Format the stretch of the listing from the line containing "Outline every instance of the **red" through the line containing "[[[153,0],[180,41],[195,78],[199,171],[256,166],[254,1]]]" as a numbered list, skipping blank lines and leaving the pictures out.

── Data listing ──

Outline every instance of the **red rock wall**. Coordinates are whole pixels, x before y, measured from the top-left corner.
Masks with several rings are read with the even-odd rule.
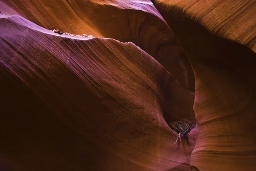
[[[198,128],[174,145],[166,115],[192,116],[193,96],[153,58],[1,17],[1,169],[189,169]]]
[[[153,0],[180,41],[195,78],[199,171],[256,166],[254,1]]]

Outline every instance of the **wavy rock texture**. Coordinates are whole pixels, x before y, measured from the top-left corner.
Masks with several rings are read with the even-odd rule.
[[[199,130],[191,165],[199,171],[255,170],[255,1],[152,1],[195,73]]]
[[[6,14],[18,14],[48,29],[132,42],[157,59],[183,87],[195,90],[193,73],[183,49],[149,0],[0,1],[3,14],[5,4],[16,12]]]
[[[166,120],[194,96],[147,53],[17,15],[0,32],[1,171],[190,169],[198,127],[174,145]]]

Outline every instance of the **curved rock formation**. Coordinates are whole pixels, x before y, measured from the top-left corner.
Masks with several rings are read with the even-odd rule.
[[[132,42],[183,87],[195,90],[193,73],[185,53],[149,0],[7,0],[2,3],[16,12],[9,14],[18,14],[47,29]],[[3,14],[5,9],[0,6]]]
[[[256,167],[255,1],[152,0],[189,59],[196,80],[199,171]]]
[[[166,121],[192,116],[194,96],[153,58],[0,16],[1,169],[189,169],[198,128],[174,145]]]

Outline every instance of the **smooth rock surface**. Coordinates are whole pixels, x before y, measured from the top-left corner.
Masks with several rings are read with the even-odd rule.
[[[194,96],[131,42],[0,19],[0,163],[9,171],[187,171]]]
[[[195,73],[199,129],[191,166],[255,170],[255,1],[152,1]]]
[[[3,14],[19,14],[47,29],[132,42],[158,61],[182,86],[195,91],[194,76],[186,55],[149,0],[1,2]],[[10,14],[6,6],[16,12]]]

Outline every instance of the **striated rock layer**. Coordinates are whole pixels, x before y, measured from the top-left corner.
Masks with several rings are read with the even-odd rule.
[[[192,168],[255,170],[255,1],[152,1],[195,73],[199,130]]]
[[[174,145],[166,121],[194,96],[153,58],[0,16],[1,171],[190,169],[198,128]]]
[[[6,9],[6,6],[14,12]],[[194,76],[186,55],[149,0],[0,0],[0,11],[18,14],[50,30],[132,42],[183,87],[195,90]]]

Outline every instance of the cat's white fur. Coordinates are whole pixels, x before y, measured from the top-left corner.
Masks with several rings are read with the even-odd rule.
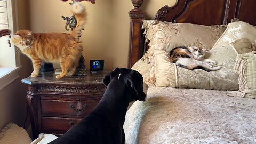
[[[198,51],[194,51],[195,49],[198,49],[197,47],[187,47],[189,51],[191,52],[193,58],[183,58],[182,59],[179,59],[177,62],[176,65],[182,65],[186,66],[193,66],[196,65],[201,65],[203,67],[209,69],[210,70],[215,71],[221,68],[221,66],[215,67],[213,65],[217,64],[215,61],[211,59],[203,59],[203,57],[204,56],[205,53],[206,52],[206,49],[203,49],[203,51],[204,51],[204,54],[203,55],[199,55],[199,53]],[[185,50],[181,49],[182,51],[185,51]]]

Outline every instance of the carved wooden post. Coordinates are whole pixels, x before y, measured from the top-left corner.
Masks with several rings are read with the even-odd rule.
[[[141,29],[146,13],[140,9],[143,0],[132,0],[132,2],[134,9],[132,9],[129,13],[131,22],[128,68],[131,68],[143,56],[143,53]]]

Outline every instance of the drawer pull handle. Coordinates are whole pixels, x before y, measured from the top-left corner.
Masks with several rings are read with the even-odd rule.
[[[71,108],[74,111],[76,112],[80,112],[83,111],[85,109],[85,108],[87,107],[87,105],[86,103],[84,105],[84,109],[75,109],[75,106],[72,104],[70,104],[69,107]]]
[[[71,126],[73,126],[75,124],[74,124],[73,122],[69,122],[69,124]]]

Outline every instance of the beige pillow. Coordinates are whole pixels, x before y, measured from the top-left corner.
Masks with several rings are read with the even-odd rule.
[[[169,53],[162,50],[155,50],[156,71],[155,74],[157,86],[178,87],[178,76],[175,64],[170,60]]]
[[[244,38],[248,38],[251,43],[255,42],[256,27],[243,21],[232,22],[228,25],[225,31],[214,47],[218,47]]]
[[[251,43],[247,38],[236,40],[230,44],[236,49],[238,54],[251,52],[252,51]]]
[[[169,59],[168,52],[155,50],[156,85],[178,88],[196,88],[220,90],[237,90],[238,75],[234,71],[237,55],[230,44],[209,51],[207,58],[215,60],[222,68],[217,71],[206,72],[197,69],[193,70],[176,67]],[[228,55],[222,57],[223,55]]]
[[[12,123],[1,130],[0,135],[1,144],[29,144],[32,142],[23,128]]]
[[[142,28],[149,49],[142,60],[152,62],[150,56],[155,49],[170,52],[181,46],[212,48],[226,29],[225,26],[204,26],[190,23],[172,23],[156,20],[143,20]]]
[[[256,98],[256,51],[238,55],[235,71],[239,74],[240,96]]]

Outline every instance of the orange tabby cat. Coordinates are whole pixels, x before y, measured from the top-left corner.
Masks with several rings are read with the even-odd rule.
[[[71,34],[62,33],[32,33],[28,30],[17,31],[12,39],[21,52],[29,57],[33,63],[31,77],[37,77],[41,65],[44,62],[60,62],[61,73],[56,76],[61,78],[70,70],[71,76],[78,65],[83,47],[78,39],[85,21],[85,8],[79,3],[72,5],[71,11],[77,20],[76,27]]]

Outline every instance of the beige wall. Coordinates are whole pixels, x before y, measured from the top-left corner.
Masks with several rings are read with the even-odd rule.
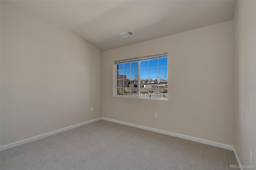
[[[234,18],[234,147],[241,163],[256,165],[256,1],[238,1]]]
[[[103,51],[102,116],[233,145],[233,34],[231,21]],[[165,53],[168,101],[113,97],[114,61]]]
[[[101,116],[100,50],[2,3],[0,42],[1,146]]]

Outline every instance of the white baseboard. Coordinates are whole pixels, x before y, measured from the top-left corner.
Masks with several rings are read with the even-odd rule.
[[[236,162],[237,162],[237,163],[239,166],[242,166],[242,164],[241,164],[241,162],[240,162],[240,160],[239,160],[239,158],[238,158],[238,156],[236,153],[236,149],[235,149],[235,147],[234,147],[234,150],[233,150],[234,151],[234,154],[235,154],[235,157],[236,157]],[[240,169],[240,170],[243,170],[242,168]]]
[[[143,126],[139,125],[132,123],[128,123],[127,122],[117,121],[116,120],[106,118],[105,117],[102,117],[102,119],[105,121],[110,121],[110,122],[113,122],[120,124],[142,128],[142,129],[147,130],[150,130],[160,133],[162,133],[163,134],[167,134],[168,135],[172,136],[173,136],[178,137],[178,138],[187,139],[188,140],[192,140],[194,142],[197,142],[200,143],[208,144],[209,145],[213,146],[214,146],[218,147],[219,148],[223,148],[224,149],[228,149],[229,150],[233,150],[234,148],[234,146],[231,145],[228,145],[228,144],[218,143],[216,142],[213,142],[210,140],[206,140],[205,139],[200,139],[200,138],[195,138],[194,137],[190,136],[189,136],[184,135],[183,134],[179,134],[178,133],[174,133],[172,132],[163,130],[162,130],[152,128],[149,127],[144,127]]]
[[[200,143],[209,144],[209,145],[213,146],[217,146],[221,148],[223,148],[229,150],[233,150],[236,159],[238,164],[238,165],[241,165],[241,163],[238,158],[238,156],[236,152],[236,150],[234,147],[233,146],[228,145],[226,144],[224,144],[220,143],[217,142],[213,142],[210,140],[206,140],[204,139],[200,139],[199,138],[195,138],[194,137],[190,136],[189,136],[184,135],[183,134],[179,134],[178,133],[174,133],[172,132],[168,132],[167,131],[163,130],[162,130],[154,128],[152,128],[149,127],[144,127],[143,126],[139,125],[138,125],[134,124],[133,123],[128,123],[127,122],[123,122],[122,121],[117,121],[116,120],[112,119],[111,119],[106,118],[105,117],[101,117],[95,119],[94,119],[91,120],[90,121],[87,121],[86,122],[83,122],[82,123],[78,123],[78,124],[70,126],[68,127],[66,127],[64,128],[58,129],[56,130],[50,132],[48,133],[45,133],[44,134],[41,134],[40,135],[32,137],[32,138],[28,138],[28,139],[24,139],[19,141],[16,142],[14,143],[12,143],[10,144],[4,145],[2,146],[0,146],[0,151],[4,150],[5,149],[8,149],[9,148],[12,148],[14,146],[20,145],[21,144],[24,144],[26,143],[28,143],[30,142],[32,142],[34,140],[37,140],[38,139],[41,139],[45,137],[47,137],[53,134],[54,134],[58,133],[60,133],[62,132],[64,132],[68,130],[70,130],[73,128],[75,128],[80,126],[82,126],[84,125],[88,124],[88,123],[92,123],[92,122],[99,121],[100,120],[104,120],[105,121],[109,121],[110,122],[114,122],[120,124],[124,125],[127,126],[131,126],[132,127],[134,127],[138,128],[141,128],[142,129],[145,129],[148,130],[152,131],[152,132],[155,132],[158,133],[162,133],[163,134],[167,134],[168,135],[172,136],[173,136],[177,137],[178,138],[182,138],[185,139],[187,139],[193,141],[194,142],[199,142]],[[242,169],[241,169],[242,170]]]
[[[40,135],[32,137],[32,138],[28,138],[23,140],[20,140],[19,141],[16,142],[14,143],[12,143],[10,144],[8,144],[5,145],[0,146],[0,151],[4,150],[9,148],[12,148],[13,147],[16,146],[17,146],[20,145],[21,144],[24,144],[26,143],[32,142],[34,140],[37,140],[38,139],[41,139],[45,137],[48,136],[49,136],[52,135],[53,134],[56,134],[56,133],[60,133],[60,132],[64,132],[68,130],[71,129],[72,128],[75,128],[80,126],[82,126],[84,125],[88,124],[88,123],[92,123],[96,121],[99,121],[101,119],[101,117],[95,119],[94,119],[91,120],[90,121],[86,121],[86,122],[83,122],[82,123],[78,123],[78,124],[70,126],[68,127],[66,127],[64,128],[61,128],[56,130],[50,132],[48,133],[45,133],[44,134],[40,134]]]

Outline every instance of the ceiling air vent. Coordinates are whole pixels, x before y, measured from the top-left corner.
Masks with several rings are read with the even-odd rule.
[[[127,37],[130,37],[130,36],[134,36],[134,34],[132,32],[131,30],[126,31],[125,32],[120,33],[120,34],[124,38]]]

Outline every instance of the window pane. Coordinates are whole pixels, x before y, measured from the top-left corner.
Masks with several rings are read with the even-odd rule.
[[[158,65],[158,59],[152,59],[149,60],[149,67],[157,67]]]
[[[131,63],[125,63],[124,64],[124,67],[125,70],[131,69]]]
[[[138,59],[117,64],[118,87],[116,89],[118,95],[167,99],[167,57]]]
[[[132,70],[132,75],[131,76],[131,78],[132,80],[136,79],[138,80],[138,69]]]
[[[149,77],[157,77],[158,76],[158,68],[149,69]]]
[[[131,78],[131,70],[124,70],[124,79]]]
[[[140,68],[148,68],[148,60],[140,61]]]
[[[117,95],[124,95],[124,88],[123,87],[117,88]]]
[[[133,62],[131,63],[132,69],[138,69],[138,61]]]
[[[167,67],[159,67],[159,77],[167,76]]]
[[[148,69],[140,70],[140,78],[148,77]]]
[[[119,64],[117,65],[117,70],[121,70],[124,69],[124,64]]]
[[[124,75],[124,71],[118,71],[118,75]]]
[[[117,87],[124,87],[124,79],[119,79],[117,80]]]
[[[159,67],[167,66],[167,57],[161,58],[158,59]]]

───
── Data listing ──

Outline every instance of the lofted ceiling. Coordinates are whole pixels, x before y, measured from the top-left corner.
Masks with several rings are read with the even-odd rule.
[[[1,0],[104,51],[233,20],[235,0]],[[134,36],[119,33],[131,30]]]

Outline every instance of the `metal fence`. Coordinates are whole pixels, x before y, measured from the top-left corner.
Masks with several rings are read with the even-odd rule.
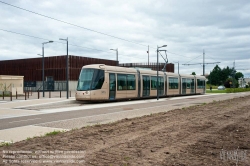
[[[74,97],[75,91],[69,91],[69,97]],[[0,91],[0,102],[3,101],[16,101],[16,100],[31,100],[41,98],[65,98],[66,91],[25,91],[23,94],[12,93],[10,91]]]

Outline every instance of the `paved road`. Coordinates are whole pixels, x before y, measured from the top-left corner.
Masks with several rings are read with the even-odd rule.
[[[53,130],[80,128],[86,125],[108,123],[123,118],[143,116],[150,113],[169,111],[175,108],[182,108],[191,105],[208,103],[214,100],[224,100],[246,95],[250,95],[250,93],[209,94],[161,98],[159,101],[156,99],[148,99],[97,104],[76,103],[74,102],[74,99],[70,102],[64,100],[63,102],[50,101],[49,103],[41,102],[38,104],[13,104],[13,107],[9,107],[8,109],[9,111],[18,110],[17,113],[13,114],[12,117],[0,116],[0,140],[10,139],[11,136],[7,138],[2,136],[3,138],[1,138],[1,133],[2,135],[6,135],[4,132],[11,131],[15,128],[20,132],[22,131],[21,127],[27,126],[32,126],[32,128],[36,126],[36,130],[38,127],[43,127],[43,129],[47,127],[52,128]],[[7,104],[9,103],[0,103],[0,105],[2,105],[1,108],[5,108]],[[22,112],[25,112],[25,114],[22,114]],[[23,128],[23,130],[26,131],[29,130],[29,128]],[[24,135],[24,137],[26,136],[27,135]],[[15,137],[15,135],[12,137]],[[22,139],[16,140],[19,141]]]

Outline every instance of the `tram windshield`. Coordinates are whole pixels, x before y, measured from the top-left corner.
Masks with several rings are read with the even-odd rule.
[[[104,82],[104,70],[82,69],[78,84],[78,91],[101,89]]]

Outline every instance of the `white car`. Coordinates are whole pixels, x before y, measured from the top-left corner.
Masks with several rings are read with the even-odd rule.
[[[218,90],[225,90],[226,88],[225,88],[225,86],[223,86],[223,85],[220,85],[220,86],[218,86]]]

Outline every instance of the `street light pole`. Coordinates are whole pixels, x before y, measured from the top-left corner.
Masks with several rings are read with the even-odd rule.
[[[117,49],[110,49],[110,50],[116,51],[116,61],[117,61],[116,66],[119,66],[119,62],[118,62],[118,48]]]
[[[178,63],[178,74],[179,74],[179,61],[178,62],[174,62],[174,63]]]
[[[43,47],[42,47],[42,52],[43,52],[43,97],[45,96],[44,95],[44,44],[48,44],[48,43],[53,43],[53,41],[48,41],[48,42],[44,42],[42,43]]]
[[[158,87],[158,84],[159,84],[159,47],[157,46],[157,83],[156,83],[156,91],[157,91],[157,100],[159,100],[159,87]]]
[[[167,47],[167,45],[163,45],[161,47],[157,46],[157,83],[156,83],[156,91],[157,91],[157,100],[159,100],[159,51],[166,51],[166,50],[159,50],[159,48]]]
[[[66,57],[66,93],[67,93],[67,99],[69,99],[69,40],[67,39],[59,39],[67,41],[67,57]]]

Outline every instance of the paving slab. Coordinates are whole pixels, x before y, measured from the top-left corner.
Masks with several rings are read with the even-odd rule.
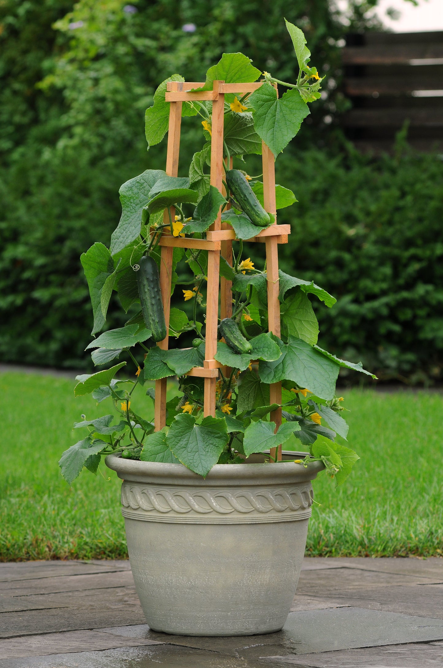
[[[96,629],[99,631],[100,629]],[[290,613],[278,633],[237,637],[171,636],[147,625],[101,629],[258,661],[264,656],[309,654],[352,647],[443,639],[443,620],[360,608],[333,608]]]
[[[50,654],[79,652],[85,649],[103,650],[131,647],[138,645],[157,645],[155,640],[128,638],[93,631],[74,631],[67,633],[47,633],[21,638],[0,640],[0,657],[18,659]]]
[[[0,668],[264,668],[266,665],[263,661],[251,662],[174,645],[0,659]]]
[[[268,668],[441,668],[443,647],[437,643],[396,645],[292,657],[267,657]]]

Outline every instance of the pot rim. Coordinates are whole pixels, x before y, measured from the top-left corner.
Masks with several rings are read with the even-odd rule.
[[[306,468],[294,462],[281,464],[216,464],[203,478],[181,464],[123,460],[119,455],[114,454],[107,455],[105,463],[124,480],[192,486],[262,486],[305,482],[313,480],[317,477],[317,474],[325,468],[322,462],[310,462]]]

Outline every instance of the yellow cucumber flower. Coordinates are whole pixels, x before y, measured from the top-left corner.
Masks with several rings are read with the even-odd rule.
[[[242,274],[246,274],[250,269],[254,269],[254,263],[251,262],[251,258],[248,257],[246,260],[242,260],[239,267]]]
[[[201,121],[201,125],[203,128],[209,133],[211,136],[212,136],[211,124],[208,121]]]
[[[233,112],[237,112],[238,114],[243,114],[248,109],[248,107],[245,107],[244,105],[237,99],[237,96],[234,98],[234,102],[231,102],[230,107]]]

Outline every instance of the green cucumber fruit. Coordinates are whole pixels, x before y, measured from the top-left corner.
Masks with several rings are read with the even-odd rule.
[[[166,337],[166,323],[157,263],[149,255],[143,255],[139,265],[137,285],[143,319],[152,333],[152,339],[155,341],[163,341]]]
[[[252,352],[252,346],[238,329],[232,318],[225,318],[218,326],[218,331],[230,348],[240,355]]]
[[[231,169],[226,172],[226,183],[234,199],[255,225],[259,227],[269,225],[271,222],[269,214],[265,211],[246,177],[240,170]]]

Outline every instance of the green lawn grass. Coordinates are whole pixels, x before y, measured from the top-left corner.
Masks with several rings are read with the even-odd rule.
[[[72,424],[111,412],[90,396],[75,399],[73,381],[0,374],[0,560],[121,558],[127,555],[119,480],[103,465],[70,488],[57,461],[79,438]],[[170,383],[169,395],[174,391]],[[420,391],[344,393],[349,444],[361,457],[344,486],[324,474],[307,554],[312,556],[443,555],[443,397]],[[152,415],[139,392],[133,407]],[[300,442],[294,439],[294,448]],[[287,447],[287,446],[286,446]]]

───

## Result below
1. Outline every instance of the **red rock wall**. Coordinates are whole pixels, x before y, measured from the top-left corner.
2. Masks with several rings are read with the even-odd rule.
3. [[[198,128],[174,145],[166,115],[192,116],[193,96],[153,58],[1,17],[1,169],[189,169]]]
4. [[[153,0],[180,41],[195,78],[199,171],[256,166],[254,1]]]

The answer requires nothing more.